## start TEXT PROVIDED

You must dry your steak before putting on the grill and you will get a better sear. But good job.
Thanks man. Cheers!
Fire Escape Griller do you still have the same gill? Is it still working good?
Fire Escape Griller I just bought one today for my brother as a Christmas gift so I came across all your videos and enjoying watching them
Thanks. I'm sure your brother will love this grill. For a small, portable grill it's perfect. Great gift!
2.5 years. Works great! I don't even cover it and the ignition still starts with one touch.
Looks a lot like a T Bone, but I am in OZ
Thanks for watching in Australia. I get my second most views from there.
MrResiman a Porterhouse IS a T-bone. The difference is that the Porterhouse has more meat on the tenderloin side. The T-bone is cut closer to the front of the short loin, so they have less tenderloin steak on it.
MrResiman by the way, I LOVE Australia! I was able to go for vacation about 13 years ago, and I miss it so much. I gotta get back to Cairns!
ma! sono perplesso. perchè prima una cottura indiretta e poi quella diretta?? il risultato finale mi da l'impressione della carne troppo cotta e quasi bollita. Senza parlare dei liquidi al taglio per il mancato riposo.
With the reverse sear method, it seems like you get more medium rare meat in the center and less of a band of well done meat on the seared outside. This technique works very well for large cuts of steak. Give it a try and see what you think.

## end TEXT PROVIDED

## CHALLENGES
A - According to the grilling comments, how does a Porterhouse differ from a T-bone?
B - Reproduce the passage of the grilling comments that begins at the words "Fire Escape Griller I" and stops after the words "with one touch.".
The records can be left aside.

## start ENTRIES PROVIDED

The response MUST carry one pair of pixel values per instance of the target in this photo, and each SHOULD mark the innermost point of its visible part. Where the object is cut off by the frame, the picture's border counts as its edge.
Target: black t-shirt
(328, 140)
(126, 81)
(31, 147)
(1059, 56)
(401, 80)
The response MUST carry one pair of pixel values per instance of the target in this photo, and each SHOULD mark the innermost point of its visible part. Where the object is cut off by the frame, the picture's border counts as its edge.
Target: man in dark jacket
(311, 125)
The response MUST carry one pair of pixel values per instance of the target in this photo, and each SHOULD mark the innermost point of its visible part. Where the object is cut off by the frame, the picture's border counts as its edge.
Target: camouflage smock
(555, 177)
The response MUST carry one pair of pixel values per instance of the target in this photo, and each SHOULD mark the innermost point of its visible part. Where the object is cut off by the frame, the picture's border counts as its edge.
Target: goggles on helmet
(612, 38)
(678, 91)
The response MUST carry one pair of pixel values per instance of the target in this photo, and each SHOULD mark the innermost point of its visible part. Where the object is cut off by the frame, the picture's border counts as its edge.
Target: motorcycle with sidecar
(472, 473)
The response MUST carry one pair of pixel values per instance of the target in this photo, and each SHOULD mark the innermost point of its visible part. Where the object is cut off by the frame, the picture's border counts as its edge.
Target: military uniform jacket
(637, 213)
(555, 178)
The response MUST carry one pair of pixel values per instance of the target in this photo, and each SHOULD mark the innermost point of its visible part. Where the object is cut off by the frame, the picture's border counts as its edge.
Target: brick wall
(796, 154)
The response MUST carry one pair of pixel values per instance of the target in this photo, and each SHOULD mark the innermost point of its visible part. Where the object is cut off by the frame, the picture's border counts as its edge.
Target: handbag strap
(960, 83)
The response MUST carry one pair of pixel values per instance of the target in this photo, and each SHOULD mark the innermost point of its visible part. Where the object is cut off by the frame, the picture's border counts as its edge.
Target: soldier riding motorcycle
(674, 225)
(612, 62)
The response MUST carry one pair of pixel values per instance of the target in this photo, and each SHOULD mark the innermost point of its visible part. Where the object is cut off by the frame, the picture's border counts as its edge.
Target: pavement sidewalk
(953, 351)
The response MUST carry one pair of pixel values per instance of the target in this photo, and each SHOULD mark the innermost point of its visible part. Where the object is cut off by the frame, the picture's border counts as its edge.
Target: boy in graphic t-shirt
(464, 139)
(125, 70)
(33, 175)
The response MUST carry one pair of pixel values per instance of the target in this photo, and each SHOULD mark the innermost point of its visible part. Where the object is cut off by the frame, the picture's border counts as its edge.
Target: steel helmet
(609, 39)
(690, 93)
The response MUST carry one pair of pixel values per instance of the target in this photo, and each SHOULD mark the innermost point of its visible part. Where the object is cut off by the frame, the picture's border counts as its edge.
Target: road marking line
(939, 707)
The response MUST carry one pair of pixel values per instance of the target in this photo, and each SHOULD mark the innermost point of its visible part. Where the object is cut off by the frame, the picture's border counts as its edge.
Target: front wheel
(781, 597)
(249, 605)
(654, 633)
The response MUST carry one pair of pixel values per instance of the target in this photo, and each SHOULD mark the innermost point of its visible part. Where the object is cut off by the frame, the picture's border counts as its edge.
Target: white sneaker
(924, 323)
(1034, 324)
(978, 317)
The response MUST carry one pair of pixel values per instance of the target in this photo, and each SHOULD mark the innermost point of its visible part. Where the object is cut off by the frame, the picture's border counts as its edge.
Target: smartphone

## end ENTRIES PROVIDED

## LIST OF SOLUTIONS
A - A Porterhouse has more meat on the tenderloin side, while a T-bone is cut closer to the front of the short loin and has less tenderloin steak on it.

B -
Fire Escape Griller I just bought one today for my brother as a Christmas gift so I came across all your videos and enjoying watching them
Thanks. I'm sure your brother will love this grill. For a small, portable grill it's perfect. Great gift!
2.5 years. Works great! I don't even cover it and the ignition still starts with one touch.